=== DATA EXTRACT ===
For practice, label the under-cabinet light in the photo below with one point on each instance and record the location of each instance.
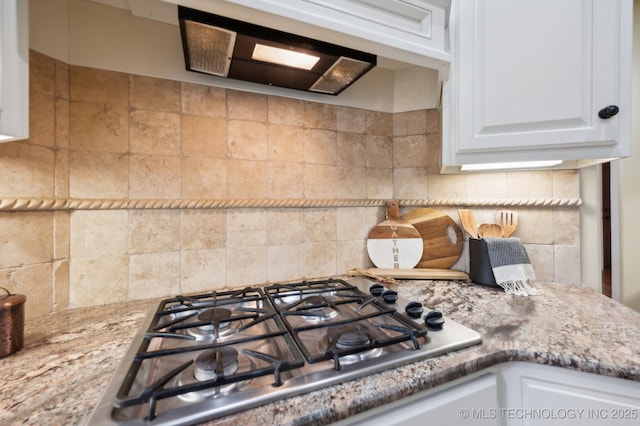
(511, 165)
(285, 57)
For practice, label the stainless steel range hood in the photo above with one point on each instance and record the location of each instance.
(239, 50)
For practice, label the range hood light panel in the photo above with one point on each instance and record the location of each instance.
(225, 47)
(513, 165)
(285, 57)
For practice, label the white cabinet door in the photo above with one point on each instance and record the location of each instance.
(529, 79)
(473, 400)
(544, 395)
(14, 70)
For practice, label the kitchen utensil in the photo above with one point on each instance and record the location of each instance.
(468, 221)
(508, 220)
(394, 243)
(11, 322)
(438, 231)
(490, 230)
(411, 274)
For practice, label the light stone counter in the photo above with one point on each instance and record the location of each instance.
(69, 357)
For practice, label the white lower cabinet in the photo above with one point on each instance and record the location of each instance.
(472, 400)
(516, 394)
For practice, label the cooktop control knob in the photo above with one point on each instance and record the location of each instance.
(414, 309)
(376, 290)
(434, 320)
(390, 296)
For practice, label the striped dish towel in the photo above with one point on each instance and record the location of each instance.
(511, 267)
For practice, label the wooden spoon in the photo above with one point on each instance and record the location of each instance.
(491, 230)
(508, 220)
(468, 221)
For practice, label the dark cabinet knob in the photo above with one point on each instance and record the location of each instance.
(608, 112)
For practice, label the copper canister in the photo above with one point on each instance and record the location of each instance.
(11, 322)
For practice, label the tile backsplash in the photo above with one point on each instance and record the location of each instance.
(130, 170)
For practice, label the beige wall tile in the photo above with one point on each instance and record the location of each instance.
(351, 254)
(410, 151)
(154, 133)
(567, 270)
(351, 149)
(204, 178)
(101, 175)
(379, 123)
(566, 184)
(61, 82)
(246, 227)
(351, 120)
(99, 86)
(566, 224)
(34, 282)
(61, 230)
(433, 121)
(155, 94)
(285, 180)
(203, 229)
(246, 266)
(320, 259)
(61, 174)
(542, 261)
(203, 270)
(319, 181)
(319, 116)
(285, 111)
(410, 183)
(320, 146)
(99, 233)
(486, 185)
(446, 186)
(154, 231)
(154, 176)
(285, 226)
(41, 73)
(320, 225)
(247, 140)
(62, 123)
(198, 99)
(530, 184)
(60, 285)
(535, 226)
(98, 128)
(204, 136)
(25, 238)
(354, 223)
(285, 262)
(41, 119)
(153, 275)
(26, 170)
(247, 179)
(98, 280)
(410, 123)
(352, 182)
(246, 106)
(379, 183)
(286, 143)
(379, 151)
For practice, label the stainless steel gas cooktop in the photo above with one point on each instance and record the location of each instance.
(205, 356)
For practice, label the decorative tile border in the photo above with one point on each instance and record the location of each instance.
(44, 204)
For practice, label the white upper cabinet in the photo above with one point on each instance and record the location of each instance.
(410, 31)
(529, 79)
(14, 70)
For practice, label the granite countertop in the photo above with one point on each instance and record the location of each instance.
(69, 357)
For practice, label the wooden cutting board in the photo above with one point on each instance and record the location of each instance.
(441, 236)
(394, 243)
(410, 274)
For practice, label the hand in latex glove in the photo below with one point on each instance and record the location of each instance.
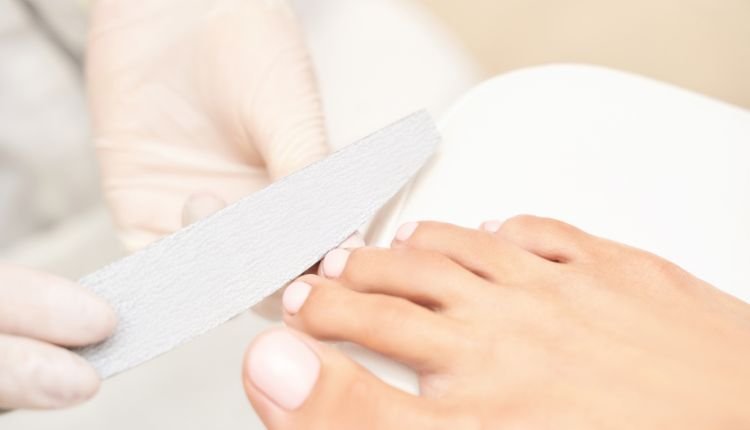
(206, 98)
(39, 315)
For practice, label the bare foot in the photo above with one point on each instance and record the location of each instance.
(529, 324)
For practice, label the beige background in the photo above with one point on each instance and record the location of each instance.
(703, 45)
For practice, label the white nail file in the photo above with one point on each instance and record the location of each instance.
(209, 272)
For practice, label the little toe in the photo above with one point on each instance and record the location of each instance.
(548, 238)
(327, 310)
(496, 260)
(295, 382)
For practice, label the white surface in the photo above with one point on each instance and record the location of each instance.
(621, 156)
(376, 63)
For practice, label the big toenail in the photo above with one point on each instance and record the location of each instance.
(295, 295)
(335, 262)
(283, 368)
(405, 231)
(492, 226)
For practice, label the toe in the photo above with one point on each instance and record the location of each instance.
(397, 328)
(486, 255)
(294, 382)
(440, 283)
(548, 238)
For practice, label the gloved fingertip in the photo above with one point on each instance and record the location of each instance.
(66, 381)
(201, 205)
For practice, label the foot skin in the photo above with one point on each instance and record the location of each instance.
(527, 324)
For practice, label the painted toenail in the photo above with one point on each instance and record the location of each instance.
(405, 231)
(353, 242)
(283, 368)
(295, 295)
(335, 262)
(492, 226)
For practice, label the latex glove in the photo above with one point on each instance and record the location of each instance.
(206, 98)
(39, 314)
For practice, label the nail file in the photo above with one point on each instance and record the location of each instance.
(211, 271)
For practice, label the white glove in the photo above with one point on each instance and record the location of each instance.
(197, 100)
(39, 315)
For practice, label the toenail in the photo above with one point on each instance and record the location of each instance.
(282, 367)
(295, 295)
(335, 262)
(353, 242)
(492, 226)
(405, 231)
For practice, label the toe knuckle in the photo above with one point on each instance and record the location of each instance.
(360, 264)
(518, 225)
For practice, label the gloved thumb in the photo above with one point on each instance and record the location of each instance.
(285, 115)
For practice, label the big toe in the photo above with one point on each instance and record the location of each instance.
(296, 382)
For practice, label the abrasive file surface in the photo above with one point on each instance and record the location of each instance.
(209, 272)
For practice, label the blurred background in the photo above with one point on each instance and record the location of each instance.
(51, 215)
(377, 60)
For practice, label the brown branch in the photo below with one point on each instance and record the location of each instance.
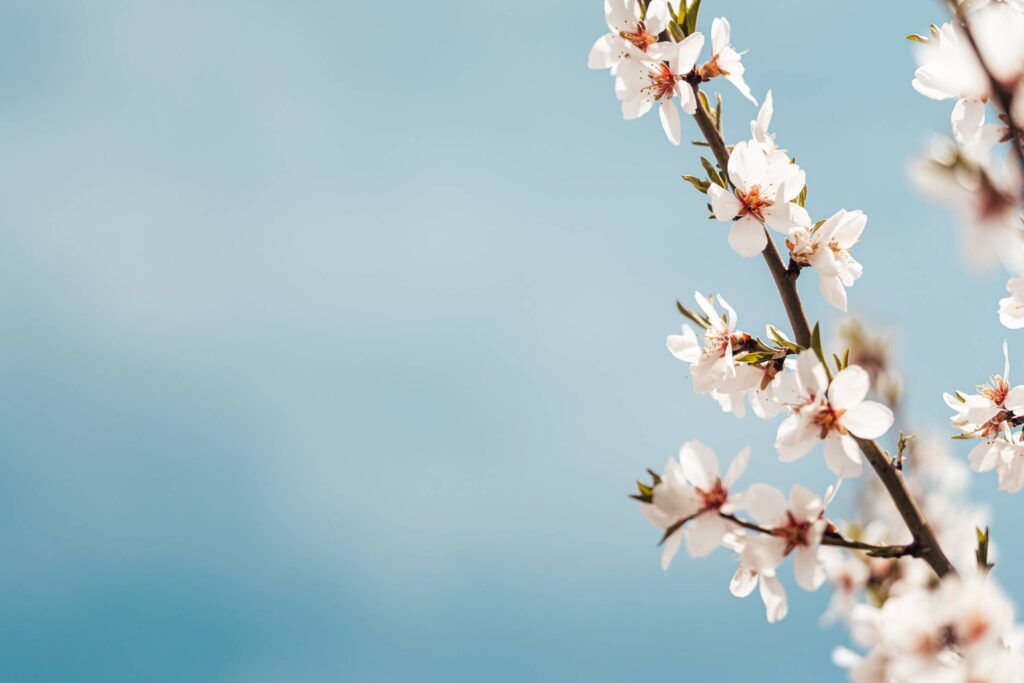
===
WORK INSTRUCTIONS>
Please retype, exactly and with the pictures left out, the lines from the line containing "For practice, label the painted" through the last line of the records above.

SOLUTION FOR THIS TASK>
For practice, label the painted toenail in the photo above with one point on each instance and record the location of each instance.
(405, 231)
(353, 242)
(283, 368)
(295, 295)
(335, 262)
(492, 226)
For practice, label the latex glove in the photo above with one point on each instance and record the location of each instance.
(206, 98)
(39, 314)
For practice, label the nail file in the photo above with one point on each instance and record the location of each instance.
(211, 271)
For practice, label the white glove in the photo above with one point on each instance and record the location of each instance.
(197, 100)
(39, 315)
For practice, label the toenail in the photo above with one point on each instance and record the location of each instance.
(282, 367)
(295, 295)
(335, 262)
(353, 242)
(492, 226)
(405, 231)
For practice, label the toe knuckle in the photo above with one point on each instance and record the location of each instance.
(360, 264)
(518, 225)
For practice, label the gloved thumb in the photo above with one point on each instance and record the location of each instance.
(285, 115)
For practice, label the big toe in the photo above with one point on each instance and record the location of each instance.
(296, 382)
For practice, label the abrasive file surface in the photo above with one point on each instance and record the location of each instance.
(209, 272)
For practice, label the blurred background in the photo above with one point on each instance and record the location of each instance.
(51, 215)
(377, 60)
For practice, label the brown branch in the photo below with one point on each instance and record the location of each instance.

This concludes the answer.